▶ _抜粋_
►

土地家屋調査士は不動産表示登記に必要な土地・家屋の規模や現状を正確に調査、測量することをはじめ、登記書類の作成や代理申請、審査請求の手続きなどをおこなう専門家です。登記のコンピュータ化に伴う業務の拡大、不動産関連資格としても、近年土地家屋調査士の人気が高まっています。
土地家屋調査士の会員数は16,141人(令和3年4月時点)となっています。約97%が男性会員となりますが、3%に当たる女性会員は521人となり、近年では増加傾向になります。(参考:日本土地家屋調査士連合会「土地家屋調査士白書2022」)
年代は20〜80歳代まで幅広く活躍していますが、50代以上が73%以上を占めています。高齢かも進んでいることから、若い世代の方でも充分に活躍できる職種となっています。
「土地家屋調査士」年代別構成(令和5年4月1日現在)
※出典:日本土地家屋調査士会連合会「土地家屋調査士白書2024」
会員数の推移(平成25〜令和5年度)
※出典:日本土地家屋調査士会連合会「土地家屋調査士白書2024」
「土地家屋調査士」新規登録の年代構成(令和4年度)
※出典:日本土地家屋調査士会連合会「土地家屋調査士白書2024」
土地家屋調査士になるには、年に1回実施される土地家屋調査士試験に合格する必要があります。試験は、筆記試験と口述試験の2段階に分かれており、筆記試験に合格した人が口述試験を受験することができます。土地家屋調査士試験は難易度が高く、勉強時間も必要となります。
土地家屋調査士になるために、ほとんどの人が選ぶのが、土地家屋調査士試験に合格する方法です。土地家屋調査士試験は法務省が実施している国家試験で、試験を受けるのに年齢制限や受験資格はなく、希望すれば誰でも受験できます。試験の詳細は後で詳しく紹介するため、受験を考えている方は参考にしてください。
土地家屋調査士は合格率が8~9%台の難しい試験です。毎年4300人前後の受験者がいます。
令和5年度は受験者数4,429人のうち、合格者428人(男373人・87.1% 女55人・12.9%)という結果で、合格率は約9.7%でした。
本学院の合格者アンケートによると、合格者の半数以上は3回以上受験して合格しています。択一式と記述式の問題を時間配分を考えて解く必要があるため、精神力や集中力、作図力、計算力も求められる試験だといえます。

◄

[点ラベル付けの例]

►

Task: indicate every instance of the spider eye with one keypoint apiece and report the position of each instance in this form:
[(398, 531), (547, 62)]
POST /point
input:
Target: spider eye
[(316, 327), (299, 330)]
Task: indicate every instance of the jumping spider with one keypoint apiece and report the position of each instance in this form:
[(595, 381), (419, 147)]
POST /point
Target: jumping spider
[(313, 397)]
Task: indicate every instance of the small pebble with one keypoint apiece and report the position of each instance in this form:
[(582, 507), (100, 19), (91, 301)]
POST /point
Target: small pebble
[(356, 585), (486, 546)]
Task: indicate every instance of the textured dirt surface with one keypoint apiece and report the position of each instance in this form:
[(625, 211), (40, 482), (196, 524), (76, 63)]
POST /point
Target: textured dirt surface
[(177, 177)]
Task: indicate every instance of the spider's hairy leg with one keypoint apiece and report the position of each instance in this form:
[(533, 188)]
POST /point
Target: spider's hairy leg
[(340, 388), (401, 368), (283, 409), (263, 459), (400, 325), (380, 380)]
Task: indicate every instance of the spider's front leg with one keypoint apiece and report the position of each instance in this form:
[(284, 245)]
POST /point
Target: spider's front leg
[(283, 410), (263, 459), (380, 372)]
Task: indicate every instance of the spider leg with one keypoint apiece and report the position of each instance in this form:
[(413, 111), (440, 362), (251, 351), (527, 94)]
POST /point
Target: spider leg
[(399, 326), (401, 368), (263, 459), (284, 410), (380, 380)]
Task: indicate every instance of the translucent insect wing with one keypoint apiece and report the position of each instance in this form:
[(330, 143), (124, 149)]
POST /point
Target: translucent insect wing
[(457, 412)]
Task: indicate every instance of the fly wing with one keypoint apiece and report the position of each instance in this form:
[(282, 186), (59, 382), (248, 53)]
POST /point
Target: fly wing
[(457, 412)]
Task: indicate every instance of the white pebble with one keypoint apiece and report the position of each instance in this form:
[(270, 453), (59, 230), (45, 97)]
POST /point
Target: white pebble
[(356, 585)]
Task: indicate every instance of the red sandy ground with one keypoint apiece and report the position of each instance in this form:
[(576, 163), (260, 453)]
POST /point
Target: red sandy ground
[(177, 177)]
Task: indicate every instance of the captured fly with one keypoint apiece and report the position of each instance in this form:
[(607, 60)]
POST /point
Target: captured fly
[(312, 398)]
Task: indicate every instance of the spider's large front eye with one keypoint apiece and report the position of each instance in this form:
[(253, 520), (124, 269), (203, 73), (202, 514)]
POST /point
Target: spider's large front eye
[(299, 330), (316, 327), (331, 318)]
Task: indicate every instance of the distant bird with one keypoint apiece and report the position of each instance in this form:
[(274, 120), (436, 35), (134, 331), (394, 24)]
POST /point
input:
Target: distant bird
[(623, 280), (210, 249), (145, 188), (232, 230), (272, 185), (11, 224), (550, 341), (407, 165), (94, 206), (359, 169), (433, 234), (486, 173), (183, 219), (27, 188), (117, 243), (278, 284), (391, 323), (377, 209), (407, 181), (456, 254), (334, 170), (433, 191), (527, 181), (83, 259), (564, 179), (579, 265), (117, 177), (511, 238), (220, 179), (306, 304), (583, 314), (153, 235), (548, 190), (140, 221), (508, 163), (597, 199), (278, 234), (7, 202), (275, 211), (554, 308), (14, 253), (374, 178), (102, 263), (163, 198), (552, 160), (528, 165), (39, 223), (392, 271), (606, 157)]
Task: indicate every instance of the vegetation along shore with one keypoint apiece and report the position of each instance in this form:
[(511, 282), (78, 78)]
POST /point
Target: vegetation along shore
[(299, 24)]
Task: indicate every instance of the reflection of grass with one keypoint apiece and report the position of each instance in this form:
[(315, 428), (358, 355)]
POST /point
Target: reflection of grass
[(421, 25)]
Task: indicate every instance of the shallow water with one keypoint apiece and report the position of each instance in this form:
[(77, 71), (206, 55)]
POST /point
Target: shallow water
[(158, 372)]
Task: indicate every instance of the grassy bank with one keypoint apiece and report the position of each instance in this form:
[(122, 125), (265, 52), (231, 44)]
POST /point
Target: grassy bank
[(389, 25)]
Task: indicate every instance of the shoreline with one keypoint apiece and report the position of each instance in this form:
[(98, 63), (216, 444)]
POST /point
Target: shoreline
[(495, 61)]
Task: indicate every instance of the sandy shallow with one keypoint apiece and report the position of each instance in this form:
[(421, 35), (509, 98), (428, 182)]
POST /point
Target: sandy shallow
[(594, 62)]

◄

▶ _課題_
土地家屋調査士についての抜粋から、「年代は20〜80歳代まで幅広」で始まり「会員数の推移(平成25〜令和5年度)」で終わる部分を、両端の語句も含めて一字も変えずに書き写してください。 抜粋の内容だけを根拠にしてください。

▶ _解答_
年代は20〜80歳代まで幅広く活躍していますが、50代以上が73%以上を占めています。高齢かも進んでいることから、若い世代の方でも充分に活躍できる職種となっています。
「土地家屋調査士」年代別構成(令和5年4月1日現在)
※出典:日本土地家屋調査士会連合会「土地家屋調査士白書2024」
会員数の推移(平成25〜令和5年度)